Point labeling records:
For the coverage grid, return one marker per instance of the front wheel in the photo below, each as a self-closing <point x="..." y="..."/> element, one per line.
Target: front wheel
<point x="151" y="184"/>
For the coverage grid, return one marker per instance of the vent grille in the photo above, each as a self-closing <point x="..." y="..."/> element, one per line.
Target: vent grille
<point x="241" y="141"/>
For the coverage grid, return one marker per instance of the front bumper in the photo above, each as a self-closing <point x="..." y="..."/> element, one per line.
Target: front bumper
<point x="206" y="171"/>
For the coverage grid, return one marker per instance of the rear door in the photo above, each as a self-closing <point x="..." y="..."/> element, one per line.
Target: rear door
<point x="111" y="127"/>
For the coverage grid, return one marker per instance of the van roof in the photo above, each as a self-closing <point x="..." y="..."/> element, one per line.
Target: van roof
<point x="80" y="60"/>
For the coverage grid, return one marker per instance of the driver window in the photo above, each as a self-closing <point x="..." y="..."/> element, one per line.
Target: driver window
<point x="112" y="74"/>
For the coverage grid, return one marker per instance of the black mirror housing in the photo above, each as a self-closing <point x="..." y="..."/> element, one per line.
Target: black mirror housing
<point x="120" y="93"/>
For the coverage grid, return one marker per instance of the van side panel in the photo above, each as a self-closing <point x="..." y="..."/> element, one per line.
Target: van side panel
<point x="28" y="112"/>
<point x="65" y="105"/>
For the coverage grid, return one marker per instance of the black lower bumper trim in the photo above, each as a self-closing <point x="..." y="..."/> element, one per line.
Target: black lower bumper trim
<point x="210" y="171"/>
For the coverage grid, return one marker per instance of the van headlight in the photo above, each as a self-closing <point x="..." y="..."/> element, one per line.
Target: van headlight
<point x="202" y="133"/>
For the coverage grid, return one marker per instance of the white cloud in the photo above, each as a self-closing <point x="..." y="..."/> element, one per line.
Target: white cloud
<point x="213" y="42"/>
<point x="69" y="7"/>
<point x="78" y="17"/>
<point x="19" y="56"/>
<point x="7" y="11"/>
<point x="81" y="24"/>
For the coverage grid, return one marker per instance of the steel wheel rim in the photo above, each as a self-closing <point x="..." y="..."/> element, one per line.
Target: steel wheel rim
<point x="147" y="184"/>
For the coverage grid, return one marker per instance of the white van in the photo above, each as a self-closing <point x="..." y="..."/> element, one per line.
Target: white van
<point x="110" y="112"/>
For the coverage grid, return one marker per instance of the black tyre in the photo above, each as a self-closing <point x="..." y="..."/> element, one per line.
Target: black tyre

> [Task] Reproduce every one of these records above word for word.

> [The completed task]
For the coverage grid, return one marker per instance of the front wheel in the photo below, each as a self-closing <point x="..." y="..."/> element, one per line.
Target: front wheel
<point x="151" y="184"/>
For the coverage grid, return one marker per instance of the vent grille in the photo above, each as a self-closing <point x="..." y="..."/> element, one per line.
Target: vent grille
<point x="241" y="141"/>
For the coverage grid, return one marker per instance of the front bumper in the photo above, each as a self-closing <point x="..." y="..."/> element, one per line.
Target: front bumper
<point x="206" y="171"/>
For the coverage grid, return one marker per instance of the rear door in the photo above, each as a self-closing <point x="..." y="..."/> element, one per line.
Target: rear door
<point x="111" y="127"/>
For the coverage grid, return one marker per instance of the van roof in the photo above, each as a self-closing <point x="..." y="..."/> element, one per line.
Target: van roof
<point x="80" y="60"/>
For the coverage grid, return one marker per instance of the driver window in the photo above, each as a self-closing <point x="..." y="..."/> element, one per line.
Target: driver window
<point x="112" y="74"/>
For the coverage grid, return one marker per instance of the black mirror housing in the photo above, each as a self-closing <point x="..." y="..."/> element, one per line.
Target: black mirror housing
<point x="120" y="93"/>
For the coverage grid, return one marker per instance of the van side panel in the photo above, each as a self-closing <point x="..." y="..."/> element, one per line.
Target: van side panel
<point x="28" y="112"/>
<point x="65" y="105"/>
For the coverage grid, return one marker per instance of the black lower bumper trim in the photo above, each as a self-closing <point x="..." y="..."/> element, one per line.
Target: black lower bumper trim
<point x="210" y="171"/>
For the coverage grid, return one marker per instance of the van headlight in the photo above, each as a self-closing <point x="..." y="..."/> element, one per line.
Target: van headlight
<point x="202" y="133"/>
For the coverage grid, return one marker per instance of the white cloud in the photo above, each as a self-closing <point x="..." y="..."/> element, one per line.
Target: white cloud
<point x="213" y="42"/>
<point x="69" y="7"/>
<point x="78" y="17"/>
<point x="19" y="56"/>
<point x="7" y="11"/>
<point x="81" y="24"/>
For the coverage grid, return one marker per instance of the steel wheel rim in the photo above, each as a self-closing <point x="..." y="..."/> element, one per line.
Target: steel wheel rim
<point x="147" y="184"/>
For the coverage grid, return one marker per instance of the white van in the photo above, each as a self-closing <point x="..." y="..."/> element, one per line.
Target: white van
<point x="110" y="112"/>
For the coverage grid, return one marker per instance of the black tyre in the photo above, each as a self-closing <point x="..." y="..."/> element, one per line.
Target: black tyre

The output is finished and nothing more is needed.